What is needed
Copy out every record precisely.

(Records from a dataset)

-------

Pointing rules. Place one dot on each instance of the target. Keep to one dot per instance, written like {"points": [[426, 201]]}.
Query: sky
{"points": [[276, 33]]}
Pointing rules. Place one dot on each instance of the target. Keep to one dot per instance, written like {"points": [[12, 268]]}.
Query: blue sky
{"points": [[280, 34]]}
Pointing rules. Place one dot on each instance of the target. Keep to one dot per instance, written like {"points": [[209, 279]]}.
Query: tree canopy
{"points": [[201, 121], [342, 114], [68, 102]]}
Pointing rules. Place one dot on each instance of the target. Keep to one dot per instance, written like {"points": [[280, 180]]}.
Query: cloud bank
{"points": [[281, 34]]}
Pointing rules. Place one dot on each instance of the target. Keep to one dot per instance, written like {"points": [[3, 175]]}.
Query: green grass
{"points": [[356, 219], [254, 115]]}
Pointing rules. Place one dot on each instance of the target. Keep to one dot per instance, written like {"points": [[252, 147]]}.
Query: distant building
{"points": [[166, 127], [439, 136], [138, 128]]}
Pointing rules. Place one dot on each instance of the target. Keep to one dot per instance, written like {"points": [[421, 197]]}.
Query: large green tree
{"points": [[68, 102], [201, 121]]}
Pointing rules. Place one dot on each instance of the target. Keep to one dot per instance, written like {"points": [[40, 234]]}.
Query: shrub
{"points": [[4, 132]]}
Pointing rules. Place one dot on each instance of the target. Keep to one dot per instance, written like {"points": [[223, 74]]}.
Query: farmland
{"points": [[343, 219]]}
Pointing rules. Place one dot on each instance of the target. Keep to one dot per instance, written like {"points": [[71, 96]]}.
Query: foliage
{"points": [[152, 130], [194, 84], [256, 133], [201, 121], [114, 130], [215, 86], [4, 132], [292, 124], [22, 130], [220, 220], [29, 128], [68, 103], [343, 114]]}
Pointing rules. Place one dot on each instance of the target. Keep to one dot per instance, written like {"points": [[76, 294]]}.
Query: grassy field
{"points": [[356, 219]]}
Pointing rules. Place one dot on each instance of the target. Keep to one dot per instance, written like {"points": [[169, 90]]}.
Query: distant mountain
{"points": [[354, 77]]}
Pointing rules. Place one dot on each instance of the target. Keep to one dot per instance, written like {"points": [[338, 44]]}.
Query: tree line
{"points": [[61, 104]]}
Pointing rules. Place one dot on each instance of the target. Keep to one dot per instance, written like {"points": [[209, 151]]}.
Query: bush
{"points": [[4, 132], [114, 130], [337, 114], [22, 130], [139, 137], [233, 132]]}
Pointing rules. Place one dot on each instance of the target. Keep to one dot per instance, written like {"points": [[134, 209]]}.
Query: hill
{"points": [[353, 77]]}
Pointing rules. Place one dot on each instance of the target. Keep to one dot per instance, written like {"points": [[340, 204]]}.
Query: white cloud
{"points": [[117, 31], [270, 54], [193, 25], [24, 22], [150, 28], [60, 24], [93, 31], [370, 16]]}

-------

Reply
Pointing rules. Place one dot on each instance of the target. Keep to one dot per instance, written like {"points": [[426, 201]]}.
Query: sky
{"points": [[276, 33]]}
Pointing rules. Place one dot on each instance of the target. Keep to one dot per instance, written like {"points": [[12, 268]]}.
Query: blue sky
{"points": [[280, 34]]}
Pointing rules. Place one dot on each instance of the target. Keep to one dot per instance, written like {"points": [[209, 279]]}.
Query: tree canopy
{"points": [[201, 121], [342, 114], [68, 102]]}
Pointing rules. Place one dot on each instance of the target. Keep to one dot per instance, written like {"points": [[280, 180]]}.
Query: cloud bank
{"points": [[281, 34]]}
Pointing rules. Place one dot on each instance of the target. Keep to one dot per instance, written like {"points": [[3, 175]]}.
Query: green grass
{"points": [[356, 219], [254, 115]]}
Pointing rules. Place one dot on each instance of the target. Keep to one dot per instance, written like {"points": [[252, 147]]}.
Query: distant building
{"points": [[166, 127], [439, 136], [138, 128]]}
Pointing rules. Place one dot on each instance of the target. Keep to one dot per instance, written like {"points": [[421, 197]]}.
Query: large green tree
{"points": [[68, 102], [201, 121]]}
Pointing rules. Place one dot on each instance of the target. Keep to one dot per instance, written like {"points": [[40, 234]]}.
Query: shrub
{"points": [[4, 132]]}
Pointing rules. Place one dot on each instance of the target. Keep to one dot per instance, written like {"points": [[223, 74]]}.
Query: farmland
{"points": [[343, 219]]}
Pointing rules. Place one dot on each instance of the target. Keep to one dot per instance, written like {"points": [[71, 96]]}.
Query: foliage
{"points": [[152, 130], [194, 84], [256, 133], [201, 121], [114, 130], [215, 86], [4, 132], [292, 124], [22, 130], [220, 220], [29, 128], [68, 103], [343, 114]]}
Pointing rules. Place one dot on each instance of the target. Keep to one dot per instance, written like {"points": [[76, 294]]}.
Query: grassy field
{"points": [[356, 219]]}
Pointing rules. Place one dot on each instance of the target. Keep to one dot per instance, written like {"points": [[169, 90]]}.
Query: distant mountain
{"points": [[354, 77]]}
Pointing rules. Place one dot on each instance of the target. Keep to one dot per instance, written like {"points": [[338, 44]]}.
Query: tree line
{"points": [[61, 104]]}
Pointing rules. Place one dot on each instance of the target. Keep to one dot per instance, written like {"points": [[209, 151]]}.
Query: bush
{"points": [[4, 132], [114, 130], [337, 114], [22, 130], [139, 137], [233, 132]]}
Pointing rules. Place one dot on each instance of the target. Keep to one dot per instance, written like {"points": [[134, 209]]}.
Query: hill
{"points": [[353, 77]]}
Pointing rules. Place one dot on each instance of the target. Keep to one dot per instance, written like {"points": [[340, 204]]}.
Query: white cloud
{"points": [[117, 31], [270, 54], [193, 25], [24, 22], [150, 28], [60, 24], [93, 31], [370, 16]]}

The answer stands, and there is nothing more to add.